--- BEGIN Data supplied ---

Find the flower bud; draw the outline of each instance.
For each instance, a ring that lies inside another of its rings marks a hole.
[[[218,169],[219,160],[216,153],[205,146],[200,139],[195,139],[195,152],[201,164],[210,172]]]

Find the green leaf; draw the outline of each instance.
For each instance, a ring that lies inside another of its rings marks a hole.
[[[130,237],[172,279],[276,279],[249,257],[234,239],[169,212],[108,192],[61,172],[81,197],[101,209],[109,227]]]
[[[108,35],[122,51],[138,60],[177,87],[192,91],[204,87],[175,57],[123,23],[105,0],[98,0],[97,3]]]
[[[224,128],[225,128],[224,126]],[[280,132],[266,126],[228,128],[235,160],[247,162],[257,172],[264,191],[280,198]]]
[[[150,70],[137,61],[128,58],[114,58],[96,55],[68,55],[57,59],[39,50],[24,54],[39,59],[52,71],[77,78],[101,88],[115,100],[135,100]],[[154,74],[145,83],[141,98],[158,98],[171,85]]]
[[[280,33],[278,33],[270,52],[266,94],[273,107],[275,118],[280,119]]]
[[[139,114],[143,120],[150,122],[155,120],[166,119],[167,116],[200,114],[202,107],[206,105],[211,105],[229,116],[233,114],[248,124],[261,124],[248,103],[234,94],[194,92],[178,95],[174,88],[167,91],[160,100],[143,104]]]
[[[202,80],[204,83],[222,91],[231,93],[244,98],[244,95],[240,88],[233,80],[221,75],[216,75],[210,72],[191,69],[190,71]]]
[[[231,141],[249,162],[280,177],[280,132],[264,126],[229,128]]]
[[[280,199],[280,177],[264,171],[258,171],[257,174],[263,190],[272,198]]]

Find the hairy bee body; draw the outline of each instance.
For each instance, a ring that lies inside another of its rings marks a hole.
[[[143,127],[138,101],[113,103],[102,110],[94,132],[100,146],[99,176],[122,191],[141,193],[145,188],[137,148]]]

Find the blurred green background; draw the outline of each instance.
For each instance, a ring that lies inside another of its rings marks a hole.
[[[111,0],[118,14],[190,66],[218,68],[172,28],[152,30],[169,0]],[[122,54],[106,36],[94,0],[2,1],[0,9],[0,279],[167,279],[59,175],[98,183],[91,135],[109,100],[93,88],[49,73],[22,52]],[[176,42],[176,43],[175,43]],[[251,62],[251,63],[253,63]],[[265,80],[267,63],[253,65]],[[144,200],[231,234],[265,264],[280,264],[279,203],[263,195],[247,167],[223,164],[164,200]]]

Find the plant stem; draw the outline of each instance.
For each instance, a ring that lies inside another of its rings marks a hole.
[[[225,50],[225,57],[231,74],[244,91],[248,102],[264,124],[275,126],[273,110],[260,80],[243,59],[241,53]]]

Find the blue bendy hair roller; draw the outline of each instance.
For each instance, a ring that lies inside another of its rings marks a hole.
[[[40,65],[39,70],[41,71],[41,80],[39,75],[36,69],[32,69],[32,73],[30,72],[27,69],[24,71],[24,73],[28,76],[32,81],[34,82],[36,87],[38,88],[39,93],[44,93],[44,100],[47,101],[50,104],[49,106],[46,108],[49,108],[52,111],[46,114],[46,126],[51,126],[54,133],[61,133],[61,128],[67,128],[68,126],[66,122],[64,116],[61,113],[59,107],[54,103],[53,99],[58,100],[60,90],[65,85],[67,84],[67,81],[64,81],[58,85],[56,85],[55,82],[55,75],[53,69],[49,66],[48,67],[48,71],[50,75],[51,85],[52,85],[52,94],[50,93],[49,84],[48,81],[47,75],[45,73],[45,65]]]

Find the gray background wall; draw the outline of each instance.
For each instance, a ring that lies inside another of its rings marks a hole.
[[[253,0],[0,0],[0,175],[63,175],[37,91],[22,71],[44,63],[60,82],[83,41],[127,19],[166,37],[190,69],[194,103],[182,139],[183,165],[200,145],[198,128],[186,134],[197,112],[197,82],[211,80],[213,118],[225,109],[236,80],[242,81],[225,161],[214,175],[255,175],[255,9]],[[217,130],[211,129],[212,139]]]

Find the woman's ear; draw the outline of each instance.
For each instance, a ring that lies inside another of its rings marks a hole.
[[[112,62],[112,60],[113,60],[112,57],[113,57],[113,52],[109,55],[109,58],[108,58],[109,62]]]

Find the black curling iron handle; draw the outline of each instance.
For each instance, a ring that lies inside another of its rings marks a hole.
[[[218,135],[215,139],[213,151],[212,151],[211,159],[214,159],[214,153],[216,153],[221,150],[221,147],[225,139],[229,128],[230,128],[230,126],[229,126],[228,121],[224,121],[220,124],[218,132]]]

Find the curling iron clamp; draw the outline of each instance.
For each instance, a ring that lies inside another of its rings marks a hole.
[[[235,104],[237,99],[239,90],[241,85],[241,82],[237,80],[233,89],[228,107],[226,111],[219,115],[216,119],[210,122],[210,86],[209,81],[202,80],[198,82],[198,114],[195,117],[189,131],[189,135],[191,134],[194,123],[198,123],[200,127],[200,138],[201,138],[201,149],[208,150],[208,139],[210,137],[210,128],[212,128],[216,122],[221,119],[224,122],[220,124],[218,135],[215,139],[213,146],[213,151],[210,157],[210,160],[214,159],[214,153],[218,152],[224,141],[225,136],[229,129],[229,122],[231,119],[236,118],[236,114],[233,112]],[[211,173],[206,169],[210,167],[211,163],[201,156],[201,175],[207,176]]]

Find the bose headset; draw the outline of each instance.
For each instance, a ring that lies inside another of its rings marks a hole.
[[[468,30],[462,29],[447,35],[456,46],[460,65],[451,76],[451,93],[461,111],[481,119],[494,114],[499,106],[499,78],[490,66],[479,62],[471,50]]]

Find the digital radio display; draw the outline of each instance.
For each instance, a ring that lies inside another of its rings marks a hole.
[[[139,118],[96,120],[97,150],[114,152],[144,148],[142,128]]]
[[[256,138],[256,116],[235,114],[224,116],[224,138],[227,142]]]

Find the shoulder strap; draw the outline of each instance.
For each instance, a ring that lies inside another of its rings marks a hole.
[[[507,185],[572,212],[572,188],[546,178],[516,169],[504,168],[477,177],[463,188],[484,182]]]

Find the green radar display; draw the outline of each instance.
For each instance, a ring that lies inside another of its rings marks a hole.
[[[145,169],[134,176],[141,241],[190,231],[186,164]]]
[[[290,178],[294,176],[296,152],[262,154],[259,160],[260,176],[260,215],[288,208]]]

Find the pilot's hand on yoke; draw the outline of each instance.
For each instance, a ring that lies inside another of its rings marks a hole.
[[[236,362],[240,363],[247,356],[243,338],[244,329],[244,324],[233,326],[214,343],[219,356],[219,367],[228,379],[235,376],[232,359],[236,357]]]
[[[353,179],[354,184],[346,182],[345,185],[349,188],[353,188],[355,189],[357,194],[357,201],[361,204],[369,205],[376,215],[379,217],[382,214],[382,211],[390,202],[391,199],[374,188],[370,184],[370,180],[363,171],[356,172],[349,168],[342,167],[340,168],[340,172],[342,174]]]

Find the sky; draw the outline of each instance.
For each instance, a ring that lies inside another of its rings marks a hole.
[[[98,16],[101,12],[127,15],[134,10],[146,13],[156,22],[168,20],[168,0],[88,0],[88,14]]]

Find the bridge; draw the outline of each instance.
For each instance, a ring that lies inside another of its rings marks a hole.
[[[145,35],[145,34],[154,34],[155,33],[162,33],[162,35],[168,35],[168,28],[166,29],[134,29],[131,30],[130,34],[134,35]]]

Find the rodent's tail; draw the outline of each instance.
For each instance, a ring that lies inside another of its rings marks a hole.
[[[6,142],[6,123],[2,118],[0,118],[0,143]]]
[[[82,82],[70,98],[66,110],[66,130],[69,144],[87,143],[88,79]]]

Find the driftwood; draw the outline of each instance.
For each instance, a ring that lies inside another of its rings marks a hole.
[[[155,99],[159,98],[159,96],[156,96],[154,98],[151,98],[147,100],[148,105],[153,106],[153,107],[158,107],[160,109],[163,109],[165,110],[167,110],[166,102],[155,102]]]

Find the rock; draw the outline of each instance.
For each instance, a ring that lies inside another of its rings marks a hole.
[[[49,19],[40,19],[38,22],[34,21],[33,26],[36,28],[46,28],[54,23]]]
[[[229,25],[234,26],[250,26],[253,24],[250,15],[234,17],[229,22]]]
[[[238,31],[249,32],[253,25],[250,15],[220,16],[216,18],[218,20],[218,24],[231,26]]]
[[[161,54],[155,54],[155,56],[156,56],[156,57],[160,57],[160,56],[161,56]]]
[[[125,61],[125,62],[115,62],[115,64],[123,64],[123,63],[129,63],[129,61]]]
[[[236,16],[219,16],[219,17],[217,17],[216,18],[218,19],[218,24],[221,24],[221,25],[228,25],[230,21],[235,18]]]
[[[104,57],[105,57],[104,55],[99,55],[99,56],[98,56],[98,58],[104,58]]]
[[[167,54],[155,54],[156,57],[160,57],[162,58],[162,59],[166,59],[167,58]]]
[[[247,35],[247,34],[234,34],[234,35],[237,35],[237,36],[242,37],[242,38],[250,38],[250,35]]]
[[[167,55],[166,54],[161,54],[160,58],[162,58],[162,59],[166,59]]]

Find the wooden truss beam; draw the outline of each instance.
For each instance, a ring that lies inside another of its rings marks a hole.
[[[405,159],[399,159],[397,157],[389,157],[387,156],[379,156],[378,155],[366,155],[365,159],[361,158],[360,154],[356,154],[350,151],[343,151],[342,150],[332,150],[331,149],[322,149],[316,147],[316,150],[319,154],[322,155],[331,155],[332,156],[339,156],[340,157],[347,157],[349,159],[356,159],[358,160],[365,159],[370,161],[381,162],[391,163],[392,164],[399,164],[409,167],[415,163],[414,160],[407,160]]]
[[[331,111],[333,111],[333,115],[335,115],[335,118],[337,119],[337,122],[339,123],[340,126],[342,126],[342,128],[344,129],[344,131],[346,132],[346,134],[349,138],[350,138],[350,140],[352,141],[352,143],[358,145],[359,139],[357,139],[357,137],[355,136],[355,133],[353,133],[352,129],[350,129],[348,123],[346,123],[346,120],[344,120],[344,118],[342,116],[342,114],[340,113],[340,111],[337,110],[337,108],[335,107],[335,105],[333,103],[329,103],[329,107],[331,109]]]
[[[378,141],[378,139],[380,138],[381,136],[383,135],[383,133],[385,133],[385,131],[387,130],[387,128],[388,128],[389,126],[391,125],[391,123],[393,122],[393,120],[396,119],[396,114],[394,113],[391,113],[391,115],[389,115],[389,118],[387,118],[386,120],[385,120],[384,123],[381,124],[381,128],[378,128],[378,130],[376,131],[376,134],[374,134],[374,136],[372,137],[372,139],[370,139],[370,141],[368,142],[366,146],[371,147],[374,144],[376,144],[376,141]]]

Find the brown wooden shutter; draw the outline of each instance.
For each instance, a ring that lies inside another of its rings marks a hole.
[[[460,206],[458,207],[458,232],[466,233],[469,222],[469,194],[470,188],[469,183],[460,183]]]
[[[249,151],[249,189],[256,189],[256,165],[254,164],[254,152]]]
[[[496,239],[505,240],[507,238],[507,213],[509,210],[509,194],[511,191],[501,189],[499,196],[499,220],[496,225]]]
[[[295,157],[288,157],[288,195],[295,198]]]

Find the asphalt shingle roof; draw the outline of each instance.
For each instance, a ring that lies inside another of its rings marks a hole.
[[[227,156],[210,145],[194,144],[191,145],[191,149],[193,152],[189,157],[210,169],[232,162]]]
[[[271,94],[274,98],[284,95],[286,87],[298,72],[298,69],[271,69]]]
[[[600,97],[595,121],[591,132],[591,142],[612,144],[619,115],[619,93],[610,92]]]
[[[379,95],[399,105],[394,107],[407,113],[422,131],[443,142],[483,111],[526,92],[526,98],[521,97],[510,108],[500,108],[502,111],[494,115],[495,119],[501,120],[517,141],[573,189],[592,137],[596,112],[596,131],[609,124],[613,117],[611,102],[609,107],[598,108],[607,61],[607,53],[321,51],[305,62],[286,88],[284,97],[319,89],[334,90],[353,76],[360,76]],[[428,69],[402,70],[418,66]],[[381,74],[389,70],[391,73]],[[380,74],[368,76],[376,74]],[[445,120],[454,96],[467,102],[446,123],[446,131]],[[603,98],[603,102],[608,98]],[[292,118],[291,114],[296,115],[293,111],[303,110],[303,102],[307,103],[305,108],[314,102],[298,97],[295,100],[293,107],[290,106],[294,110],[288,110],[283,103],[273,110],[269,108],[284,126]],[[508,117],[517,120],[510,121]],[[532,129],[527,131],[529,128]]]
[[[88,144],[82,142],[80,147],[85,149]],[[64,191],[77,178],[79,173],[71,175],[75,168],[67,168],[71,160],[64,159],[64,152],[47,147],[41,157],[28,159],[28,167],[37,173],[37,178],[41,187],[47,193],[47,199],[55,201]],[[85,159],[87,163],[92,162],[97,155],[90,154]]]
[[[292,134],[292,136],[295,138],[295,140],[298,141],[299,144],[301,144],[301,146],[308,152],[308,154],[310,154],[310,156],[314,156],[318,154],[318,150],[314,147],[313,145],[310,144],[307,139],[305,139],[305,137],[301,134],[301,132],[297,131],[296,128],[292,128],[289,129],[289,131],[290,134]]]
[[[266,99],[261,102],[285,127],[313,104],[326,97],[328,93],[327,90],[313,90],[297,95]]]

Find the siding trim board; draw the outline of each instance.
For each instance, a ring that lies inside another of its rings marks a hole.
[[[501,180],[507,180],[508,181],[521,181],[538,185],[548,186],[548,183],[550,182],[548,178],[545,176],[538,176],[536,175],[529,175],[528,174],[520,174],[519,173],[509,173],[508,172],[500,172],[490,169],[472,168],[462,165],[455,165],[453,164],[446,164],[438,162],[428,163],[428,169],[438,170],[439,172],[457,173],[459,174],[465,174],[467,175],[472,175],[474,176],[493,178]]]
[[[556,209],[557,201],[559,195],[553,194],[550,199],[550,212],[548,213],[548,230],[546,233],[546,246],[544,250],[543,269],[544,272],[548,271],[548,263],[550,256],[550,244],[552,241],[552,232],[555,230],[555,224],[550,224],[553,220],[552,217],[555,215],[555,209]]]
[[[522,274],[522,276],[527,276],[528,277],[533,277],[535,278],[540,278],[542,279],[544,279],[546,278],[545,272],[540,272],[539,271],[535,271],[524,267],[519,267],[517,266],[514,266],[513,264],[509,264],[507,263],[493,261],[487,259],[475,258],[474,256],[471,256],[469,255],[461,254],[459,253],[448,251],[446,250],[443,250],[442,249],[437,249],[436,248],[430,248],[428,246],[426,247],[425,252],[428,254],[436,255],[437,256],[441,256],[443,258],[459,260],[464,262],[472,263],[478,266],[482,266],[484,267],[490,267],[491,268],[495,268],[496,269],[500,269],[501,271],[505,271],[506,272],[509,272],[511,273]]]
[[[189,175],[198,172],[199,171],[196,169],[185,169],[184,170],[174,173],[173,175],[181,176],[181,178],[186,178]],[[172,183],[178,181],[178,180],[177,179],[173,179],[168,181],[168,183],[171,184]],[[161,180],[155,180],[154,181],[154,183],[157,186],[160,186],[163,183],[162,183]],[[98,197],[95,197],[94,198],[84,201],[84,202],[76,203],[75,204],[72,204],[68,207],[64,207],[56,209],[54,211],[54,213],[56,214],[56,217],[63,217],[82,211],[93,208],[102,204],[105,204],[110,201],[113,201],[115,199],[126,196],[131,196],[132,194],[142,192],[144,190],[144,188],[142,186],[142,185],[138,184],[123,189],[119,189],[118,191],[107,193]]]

--- END Data supplied ---

Please repeat everything in the data from the line containing "Find the brown" down to the line containing "[[[295,157],[288,157],[288,195],[295,198]]]", with both of those lines included.

■ Exercise answer:
Find the brown wooden shutter; draw the outline of each instance.
For each instance, a ring that lies inside another of its rings marks a hole.
[[[460,206],[458,207],[458,232],[466,233],[469,222],[469,194],[470,188],[469,183],[460,183]]]
[[[249,151],[249,189],[256,189],[256,165],[254,164],[254,152]]]
[[[496,239],[505,240],[507,238],[507,213],[509,210],[509,194],[511,191],[501,189],[499,196],[499,220],[496,225]]]
[[[295,157],[288,157],[288,195],[295,198]]]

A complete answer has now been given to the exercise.